Rows —

■ ■ ■ ■ ■ ■ ■

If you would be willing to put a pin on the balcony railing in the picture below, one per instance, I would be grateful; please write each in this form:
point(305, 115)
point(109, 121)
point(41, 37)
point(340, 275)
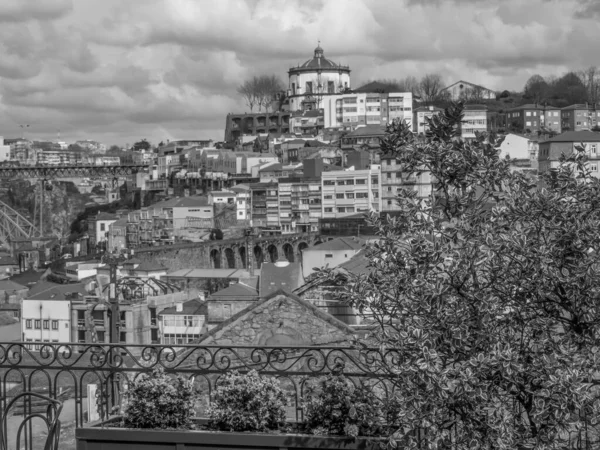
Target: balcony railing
point(71, 367)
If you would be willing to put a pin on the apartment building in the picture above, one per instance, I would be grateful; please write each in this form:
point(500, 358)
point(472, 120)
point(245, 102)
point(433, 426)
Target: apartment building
point(550, 150)
point(367, 108)
point(579, 117)
point(478, 118)
point(421, 114)
point(393, 182)
point(534, 117)
point(299, 204)
point(182, 323)
point(347, 192)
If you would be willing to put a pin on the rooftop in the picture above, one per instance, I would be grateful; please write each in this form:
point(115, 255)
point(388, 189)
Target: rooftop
point(274, 278)
point(45, 290)
point(192, 307)
point(576, 136)
point(238, 291)
point(341, 243)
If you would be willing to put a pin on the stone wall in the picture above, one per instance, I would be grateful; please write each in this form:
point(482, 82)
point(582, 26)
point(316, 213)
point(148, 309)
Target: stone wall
point(281, 320)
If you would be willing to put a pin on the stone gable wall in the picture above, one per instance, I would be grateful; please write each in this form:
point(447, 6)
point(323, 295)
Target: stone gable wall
point(280, 321)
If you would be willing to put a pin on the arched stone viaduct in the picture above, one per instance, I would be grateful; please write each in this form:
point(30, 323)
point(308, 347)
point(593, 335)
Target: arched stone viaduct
point(231, 253)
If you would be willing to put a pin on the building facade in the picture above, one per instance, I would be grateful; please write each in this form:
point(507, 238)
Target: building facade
point(315, 80)
point(579, 117)
point(347, 192)
point(350, 110)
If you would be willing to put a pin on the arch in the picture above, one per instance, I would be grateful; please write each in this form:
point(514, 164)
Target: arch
point(258, 256)
point(301, 246)
point(230, 258)
point(215, 257)
point(273, 252)
point(242, 252)
point(288, 251)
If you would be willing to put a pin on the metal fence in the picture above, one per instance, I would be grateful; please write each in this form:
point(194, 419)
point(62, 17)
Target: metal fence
point(65, 370)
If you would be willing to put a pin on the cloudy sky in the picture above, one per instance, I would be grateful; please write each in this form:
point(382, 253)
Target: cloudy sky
point(120, 70)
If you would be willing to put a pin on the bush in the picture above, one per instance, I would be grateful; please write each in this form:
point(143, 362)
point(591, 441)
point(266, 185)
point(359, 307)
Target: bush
point(247, 402)
point(336, 407)
point(159, 401)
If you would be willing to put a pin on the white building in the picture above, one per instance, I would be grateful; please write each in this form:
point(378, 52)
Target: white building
point(347, 192)
point(242, 201)
point(314, 80)
point(367, 108)
point(463, 90)
point(4, 150)
point(221, 197)
point(46, 313)
point(182, 323)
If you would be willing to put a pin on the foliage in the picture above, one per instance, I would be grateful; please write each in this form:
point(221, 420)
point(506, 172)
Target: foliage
point(336, 407)
point(485, 296)
point(260, 91)
point(159, 401)
point(247, 402)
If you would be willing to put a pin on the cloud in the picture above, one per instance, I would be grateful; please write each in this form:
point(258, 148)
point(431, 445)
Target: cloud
point(169, 68)
point(26, 10)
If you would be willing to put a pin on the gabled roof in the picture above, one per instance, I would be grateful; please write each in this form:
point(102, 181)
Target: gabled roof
point(576, 106)
point(277, 296)
point(576, 137)
point(150, 267)
point(367, 130)
point(237, 291)
point(8, 285)
point(473, 85)
point(45, 290)
point(341, 243)
point(192, 307)
point(274, 278)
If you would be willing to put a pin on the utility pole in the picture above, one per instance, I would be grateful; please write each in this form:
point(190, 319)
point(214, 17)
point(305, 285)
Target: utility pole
point(113, 262)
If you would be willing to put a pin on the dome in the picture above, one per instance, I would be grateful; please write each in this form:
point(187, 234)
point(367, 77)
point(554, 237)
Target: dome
point(319, 62)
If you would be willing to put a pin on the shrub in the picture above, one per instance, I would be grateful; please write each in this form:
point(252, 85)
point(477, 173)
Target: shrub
point(247, 402)
point(335, 407)
point(159, 401)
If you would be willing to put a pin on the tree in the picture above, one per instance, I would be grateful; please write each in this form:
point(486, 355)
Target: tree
point(260, 91)
point(430, 87)
point(536, 89)
point(484, 298)
point(142, 145)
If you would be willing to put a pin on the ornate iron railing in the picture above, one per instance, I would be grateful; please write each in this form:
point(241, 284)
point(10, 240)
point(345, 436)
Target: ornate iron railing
point(64, 370)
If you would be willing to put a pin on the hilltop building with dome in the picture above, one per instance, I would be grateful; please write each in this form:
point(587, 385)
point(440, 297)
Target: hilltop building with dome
point(314, 80)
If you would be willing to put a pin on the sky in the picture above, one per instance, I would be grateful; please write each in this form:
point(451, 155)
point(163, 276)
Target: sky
point(118, 71)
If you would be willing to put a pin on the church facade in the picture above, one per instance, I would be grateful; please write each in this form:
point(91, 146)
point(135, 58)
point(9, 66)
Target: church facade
point(314, 80)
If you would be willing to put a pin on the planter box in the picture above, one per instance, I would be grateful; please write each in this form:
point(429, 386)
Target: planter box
point(101, 436)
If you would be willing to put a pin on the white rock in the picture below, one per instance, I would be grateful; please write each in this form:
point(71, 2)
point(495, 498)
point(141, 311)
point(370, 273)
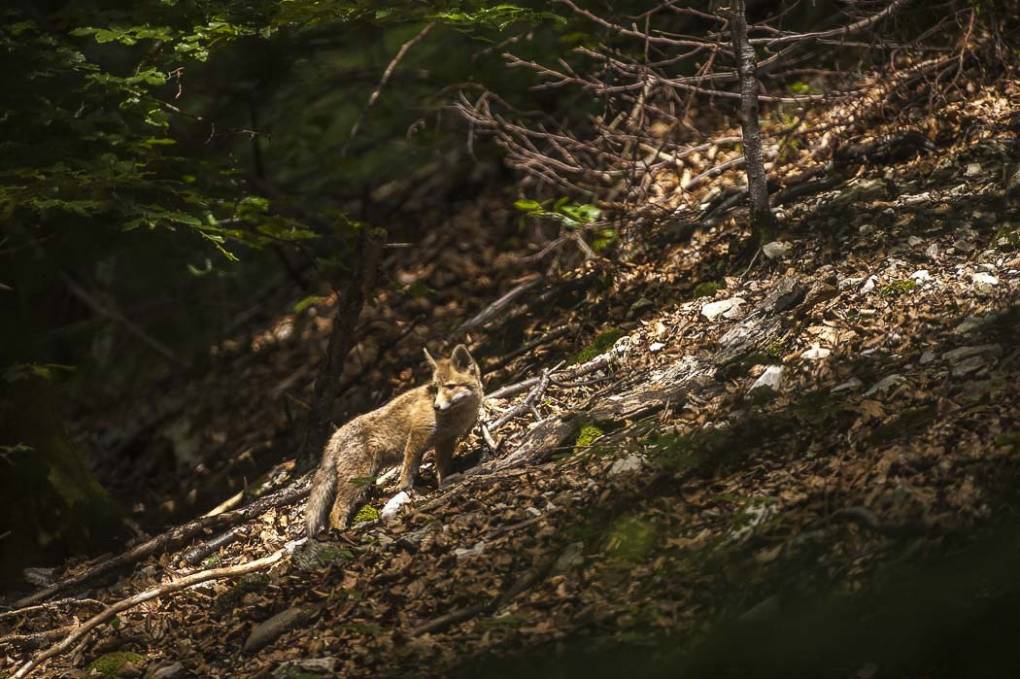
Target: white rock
point(961, 353)
point(734, 313)
point(464, 553)
point(884, 384)
point(984, 282)
point(771, 378)
point(622, 346)
point(851, 384)
point(816, 353)
point(777, 249)
point(713, 310)
point(628, 465)
point(969, 324)
point(394, 505)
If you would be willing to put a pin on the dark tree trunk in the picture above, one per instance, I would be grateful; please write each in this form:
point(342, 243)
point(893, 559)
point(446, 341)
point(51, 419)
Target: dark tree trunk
point(342, 341)
point(761, 217)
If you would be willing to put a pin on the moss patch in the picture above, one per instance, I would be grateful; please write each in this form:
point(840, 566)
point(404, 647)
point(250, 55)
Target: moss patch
point(708, 289)
point(631, 538)
point(587, 436)
point(898, 288)
point(111, 665)
point(232, 598)
point(602, 343)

■ ■ ■ ■ ■ ■ ■

Task instructions —
Rewrite all of the material above with every "Target" changed to "Label" and everything else left unchanged. Leave the pictures out of your answer.

Worked solution —
If you would be willing to put a pin on the balcony railing in the picture below, one per instance, I would be grateful; please write each in this form:
point(305, 115)
point(109, 121)
point(41, 37)
point(340, 275)
Label: balcony railing
point(71, 367)
If you would be willing to put a pin on the apartment building in the picture above, one per instance, I would be grateful; please write each in this form:
point(500, 358)
point(472, 120)
point(245, 102)
point(433, 426)
Label: apartment building
point(550, 150)
point(367, 108)
point(579, 117)
point(478, 118)
point(421, 114)
point(393, 182)
point(534, 117)
point(299, 204)
point(182, 323)
point(347, 192)
If you would be willing to put a pin on the rooftop in the picture above, one per instance, I would be grateful; please write each in this form:
point(115, 255)
point(388, 189)
Label: rooftop
point(274, 278)
point(45, 290)
point(192, 307)
point(576, 136)
point(238, 291)
point(341, 243)
If you would be willing to put a pin on the stone wall in the picture above, one per instance, I would be grateful; please write each in this form:
point(482, 82)
point(582, 26)
point(316, 213)
point(148, 309)
Label: stone wall
point(281, 320)
If you would be willing to put a pin on the stone gable wall in the picture above, one per instance, I would be grateful; please write each in this form:
point(447, 6)
point(323, 295)
Label: stone gable wall
point(280, 321)
If you would be willing to put a pin on the arched stone viaduct in the picture above, one per instance, I would be grateful; please write each in this form:
point(30, 323)
point(308, 347)
point(593, 335)
Label: arched stone viaduct
point(231, 253)
If you would be willing to put a pin on the building facade in the picture above, one per instance, I would be grateful; please write each in this form:
point(507, 238)
Label: building facade
point(315, 80)
point(579, 117)
point(347, 192)
point(350, 110)
If you would be willing to put a pin on the arch in the picture above, one per instance, I would be grateful; please write each in this form:
point(514, 164)
Label: arch
point(258, 256)
point(301, 246)
point(230, 258)
point(215, 257)
point(273, 252)
point(242, 252)
point(288, 251)
If you would be willing to put a pin on the metal fence in the picture above, one per instance, I would be grateful; please write each in this form:
point(194, 419)
point(62, 17)
Label: metal fence
point(65, 370)
If you would be willing to put a pin on the cloudy sky in the picture above, one per instance, I would be grateful; please write each in this form:
point(382, 253)
Label: cloudy sky
point(120, 70)
If you would be willing to put a pin on the bush in the picture above, one per instance, I would be grateful; please write each in this form:
point(143, 362)
point(591, 441)
point(266, 185)
point(359, 307)
Label: bush
point(247, 402)
point(336, 407)
point(159, 401)
If you would be willing to put a pin on the white building in the picture above, one per instance, I would be grateful; please write each in this form:
point(378, 52)
Label: white building
point(347, 192)
point(242, 201)
point(314, 80)
point(367, 108)
point(463, 90)
point(4, 150)
point(221, 197)
point(46, 313)
point(182, 323)
If you would be willing to put a pin on the foliage in the picture above, one per instance, I would be grateful; please write each in this form:
point(221, 420)
point(506, 172)
Label: foliage
point(336, 407)
point(485, 296)
point(260, 91)
point(159, 401)
point(247, 402)
If you would be willing to put a pin on the cloud in the picture above, one per instance, I would be grateful; please write each in this form:
point(258, 148)
point(431, 445)
Label: cloud
point(169, 68)
point(26, 10)
If you would be willing to put a pin on the gabled roof in the picture above, one per instance, I would be grateful; please write each in this form:
point(102, 181)
Label: gabled roof
point(576, 106)
point(277, 296)
point(576, 137)
point(150, 267)
point(367, 130)
point(237, 291)
point(8, 285)
point(473, 85)
point(45, 290)
point(341, 243)
point(192, 307)
point(274, 278)
If you would be willing to put a pin on the utility pole in the picture above, one per instance, I would be grateful; please write each in this form:
point(190, 319)
point(214, 17)
point(305, 285)
Label: utility pole
point(113, 262)
If you would be willing to put a pin on the dome in the picture above, one per instance, I would be grateful; please write each in this form:
point(187, 234)
point(367, 77)
point(554, 237)
Label: dome
point(319, 62)
If you would be willing to put a pin on the shrub in the picture above, one per instance, I would be grateful; please write each in this form:
point(252, 85)
point(477, 173)
Label: shrub
point(247, 402)
point(335, 407)
point(159, 401)
If you would be willing to put a pin on the tree in the picture above, one per instance, I would be grateful; please write each in this form:
point(486, 355)
Label: tree
point(260, 91)
point(430, 87)
point(536, 89)
point(484, 298)
point(142, 145)
If you would be willing to put a pin on the ornate iron railing in the picture above, one per instance, I would be grateful; please write each in this form:
point(241, 284)
point(10, 240)
point(345, 436)
Label: ornate iron railing
point(64, 370)
If you would be willing to put a pin on the hilltop building with dome in the picture above, one per instance, I would be grateful; please write each in this form:
point(587, 385)
point(440, 297)
Label: hilltop building with dome
point(314, 80)
If you would be willing to put a pin on the sky in the picture above, one per instance, I would be grateful; please write each in this form:
point(451, 155)
point(163, 276)
Label: sky
point(118, 71)
If you would be willing to put a pin on the church facade in the picture above, one per instance, I would be grateful; please write each in this form:
point(91, 146)
point(135, 58)
point(9, 66)
Label: church facade
point(314, 80)
If you would be willing to put a pin on the planter box in the picture above, one per instance, I would be grateful; please write each in this form:
point(429, 386)
Label: planter box
point(101, 436)
If you would be willing to put a pin on the white rock in the picture below, one per instance, I would be grateful; please write each in this form:
point(71, 2)
point(495, 498)
point(141, 311)
point(370, 273)
Label: white rock
point(961, 353)
point(734, 313)
point(464, 553)
point(884, 384)
point(984, 282)
point(771, 378)
point(622, 346)
point(851, 384)
point(816, 353)
point(777, 249)
point(713, 310)
point(628, 465)
point(969, 324)
point(394, 505)
If you would be willing to put a pin on the dark tree trunk in the picture above, one per instance, I would be grateful; please write each in this form:
point(342, 243)
point(893, 559)
point(446, 341)
point(51, 419)
Label: dark tree trunk
point(342, 341)
point(761, 217)
If you would be willing to put a pin on the moss patch in the picture above, one per instance, I would be grateful; please write each in this form:
point(840, 566)
point(404, 647)
point(250, 55)
Label: moss patch
point(708, 289)
point(631, 538)
point(587, 436)
point(898, 288)
point(111, 665)
point(232, 598)
point(602, 343)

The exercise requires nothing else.